[Items from a data source]
■ ■ ■

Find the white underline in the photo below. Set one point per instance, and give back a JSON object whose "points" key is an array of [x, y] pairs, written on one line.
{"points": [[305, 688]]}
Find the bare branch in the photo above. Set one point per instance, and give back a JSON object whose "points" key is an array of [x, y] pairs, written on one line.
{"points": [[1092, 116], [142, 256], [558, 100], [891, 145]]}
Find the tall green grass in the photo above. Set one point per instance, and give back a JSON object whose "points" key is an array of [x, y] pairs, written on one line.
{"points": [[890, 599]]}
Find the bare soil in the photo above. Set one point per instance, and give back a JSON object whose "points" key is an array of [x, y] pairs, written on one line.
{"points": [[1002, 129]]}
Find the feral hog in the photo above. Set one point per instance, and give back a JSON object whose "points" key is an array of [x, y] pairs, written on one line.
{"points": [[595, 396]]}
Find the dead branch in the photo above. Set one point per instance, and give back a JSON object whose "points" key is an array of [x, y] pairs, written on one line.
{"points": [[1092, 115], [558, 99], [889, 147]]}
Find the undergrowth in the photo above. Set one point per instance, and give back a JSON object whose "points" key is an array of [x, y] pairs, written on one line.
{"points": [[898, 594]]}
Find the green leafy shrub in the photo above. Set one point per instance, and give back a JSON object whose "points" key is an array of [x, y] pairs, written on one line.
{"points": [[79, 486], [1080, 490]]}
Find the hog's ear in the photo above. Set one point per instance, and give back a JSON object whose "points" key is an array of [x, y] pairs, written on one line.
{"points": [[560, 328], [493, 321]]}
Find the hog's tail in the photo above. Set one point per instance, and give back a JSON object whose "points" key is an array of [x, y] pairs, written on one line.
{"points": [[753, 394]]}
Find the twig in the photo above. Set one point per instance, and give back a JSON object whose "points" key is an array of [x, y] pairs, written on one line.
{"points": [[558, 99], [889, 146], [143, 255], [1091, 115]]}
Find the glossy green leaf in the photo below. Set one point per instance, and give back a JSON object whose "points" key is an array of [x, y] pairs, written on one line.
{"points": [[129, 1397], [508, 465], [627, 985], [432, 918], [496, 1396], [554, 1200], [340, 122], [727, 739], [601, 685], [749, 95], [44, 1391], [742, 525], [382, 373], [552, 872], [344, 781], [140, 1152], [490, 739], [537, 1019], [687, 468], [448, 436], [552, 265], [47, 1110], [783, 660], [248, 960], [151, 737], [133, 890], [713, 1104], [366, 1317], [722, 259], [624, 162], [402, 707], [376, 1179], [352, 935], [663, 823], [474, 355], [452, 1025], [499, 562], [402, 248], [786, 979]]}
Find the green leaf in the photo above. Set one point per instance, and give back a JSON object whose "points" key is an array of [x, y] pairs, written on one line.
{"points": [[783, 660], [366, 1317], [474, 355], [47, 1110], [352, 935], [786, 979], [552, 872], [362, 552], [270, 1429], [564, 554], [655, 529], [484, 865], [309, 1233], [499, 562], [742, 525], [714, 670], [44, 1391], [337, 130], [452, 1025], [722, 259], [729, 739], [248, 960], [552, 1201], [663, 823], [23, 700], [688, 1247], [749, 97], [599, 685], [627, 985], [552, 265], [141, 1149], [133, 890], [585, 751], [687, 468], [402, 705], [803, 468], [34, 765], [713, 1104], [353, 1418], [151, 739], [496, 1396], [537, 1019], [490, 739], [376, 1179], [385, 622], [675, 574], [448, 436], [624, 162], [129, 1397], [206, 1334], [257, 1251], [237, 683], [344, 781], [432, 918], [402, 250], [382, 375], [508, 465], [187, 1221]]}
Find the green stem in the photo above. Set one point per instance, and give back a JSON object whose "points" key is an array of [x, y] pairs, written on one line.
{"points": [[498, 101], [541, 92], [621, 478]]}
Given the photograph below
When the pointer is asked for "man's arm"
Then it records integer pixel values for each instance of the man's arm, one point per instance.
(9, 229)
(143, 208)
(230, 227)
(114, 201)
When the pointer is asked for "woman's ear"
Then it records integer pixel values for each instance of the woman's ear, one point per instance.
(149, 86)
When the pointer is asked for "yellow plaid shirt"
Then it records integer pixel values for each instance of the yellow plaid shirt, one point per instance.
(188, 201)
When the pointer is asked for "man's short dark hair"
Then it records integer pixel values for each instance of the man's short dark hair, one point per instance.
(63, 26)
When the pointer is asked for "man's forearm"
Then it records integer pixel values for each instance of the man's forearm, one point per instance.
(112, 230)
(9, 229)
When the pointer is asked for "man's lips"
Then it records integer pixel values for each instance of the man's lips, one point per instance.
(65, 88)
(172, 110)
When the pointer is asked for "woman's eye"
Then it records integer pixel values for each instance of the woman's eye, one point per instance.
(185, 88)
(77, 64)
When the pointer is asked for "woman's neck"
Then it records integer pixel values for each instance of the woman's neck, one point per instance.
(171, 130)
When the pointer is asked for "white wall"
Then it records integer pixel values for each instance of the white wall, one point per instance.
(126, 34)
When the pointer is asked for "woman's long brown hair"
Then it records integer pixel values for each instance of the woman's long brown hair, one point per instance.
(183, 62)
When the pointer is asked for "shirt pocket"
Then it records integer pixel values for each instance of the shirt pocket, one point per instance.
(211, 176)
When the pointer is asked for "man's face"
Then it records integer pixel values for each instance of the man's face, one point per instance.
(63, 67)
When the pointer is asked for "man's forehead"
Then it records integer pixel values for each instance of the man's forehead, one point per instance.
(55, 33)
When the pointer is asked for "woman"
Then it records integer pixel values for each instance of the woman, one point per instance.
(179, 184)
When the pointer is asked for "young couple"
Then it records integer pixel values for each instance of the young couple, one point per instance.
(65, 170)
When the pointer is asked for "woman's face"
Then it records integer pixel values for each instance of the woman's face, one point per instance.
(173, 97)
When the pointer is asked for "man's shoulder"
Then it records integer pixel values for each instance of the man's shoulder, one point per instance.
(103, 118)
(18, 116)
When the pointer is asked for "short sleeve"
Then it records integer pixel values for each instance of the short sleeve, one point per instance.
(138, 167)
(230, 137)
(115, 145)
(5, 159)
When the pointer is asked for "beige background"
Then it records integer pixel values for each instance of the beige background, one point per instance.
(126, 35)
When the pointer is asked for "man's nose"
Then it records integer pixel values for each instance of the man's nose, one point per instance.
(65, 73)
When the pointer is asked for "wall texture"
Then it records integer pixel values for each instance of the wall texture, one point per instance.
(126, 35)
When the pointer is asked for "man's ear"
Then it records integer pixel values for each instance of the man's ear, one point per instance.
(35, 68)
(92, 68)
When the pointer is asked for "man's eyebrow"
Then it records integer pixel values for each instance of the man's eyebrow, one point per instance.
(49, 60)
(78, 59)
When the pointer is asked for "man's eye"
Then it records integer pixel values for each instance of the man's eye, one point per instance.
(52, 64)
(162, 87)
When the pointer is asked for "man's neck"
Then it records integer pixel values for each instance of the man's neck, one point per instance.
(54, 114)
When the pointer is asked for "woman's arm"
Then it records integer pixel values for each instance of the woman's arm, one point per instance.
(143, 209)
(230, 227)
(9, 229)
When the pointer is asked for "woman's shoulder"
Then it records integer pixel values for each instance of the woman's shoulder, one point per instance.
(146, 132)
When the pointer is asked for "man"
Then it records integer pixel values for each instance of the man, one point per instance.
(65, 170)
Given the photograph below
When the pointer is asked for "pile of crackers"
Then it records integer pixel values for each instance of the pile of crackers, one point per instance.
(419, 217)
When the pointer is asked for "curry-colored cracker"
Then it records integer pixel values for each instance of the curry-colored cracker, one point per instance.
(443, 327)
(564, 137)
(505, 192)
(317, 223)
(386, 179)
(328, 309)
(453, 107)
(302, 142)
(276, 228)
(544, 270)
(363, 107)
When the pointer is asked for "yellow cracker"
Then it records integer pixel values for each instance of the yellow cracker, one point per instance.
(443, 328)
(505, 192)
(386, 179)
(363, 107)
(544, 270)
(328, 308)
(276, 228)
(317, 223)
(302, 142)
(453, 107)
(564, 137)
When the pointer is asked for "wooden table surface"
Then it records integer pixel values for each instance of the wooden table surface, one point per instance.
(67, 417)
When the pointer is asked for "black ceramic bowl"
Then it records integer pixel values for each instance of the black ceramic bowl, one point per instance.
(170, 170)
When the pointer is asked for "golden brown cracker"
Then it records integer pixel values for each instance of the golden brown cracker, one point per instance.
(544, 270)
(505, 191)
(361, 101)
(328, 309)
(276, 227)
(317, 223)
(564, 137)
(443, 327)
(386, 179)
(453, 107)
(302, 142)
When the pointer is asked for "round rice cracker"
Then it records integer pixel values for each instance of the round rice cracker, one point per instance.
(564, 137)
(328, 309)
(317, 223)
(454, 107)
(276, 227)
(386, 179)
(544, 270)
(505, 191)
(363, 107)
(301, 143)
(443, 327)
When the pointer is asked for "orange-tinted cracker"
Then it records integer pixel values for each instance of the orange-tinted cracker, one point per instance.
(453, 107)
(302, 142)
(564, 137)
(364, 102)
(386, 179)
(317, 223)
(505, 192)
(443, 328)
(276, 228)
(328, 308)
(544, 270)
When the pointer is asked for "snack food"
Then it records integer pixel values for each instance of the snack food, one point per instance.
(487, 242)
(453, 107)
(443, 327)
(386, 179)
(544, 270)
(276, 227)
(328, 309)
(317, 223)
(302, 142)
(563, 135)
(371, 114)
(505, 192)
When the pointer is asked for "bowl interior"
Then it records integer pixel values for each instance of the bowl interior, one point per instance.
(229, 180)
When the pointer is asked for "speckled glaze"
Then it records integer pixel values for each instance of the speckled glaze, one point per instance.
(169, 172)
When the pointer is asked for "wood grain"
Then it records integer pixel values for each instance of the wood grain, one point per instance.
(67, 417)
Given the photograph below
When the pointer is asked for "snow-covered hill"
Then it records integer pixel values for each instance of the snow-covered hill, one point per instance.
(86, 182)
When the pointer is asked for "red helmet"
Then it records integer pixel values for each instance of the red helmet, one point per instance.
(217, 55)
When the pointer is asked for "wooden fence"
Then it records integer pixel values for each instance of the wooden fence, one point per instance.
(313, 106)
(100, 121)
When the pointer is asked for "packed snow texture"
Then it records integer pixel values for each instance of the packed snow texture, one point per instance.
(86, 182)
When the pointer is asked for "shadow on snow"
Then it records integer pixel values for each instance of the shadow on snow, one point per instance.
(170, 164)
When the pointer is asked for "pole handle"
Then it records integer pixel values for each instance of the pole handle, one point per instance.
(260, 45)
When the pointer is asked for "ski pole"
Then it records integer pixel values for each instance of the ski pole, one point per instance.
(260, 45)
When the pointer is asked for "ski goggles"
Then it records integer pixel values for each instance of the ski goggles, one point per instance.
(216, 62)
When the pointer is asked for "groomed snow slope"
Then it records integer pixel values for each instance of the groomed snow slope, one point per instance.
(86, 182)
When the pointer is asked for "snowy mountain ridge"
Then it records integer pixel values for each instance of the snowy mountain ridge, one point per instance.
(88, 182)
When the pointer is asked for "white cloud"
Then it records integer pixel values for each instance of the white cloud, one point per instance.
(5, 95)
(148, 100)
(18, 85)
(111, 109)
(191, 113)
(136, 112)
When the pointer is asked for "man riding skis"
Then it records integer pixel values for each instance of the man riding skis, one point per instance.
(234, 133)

■ ■ ■

> **Task description**
Write out the lines above from the one containing "ridge, one point per instance." through the last, exactly as they are.

> **Reply to the task**
Then it records integer pixel values for each instance of the snowy mountain ridge, one point per instance.
(88, 182)
When the pointer is asked for "white cloud"
Then it records integer pixel values for each instance of the white cloud, one point per instance.
(5, 95)
(148, 100)
(18, 85)
(111, 109)
(191, 113)
(136, 112)
When the pointer is asked for "man riding skis"
Then it records integer pixel values for each instance of the man riding skis, one point per instance.
(234, 133)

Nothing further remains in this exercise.